● **Brief**
Write out the material below line for line, changing nothing.

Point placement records
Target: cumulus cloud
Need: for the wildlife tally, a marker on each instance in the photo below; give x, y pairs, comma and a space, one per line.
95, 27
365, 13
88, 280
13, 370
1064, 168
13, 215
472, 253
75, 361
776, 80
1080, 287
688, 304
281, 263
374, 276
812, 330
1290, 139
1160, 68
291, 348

● **Finished exercise**
Target: cumulus cloud
Need: for the wildlife tally, a marker on each instance in the photo below; give x, y pairs, comma and a space, one per line.
95, 27
365, 13
88, 280
13, 370
1064, 168
13, 215
472, 253
75, 361
776, 80
1080, 287
688, 304
281, 263
374, 276
812, 330
1290, 139
1160, 68
291, 348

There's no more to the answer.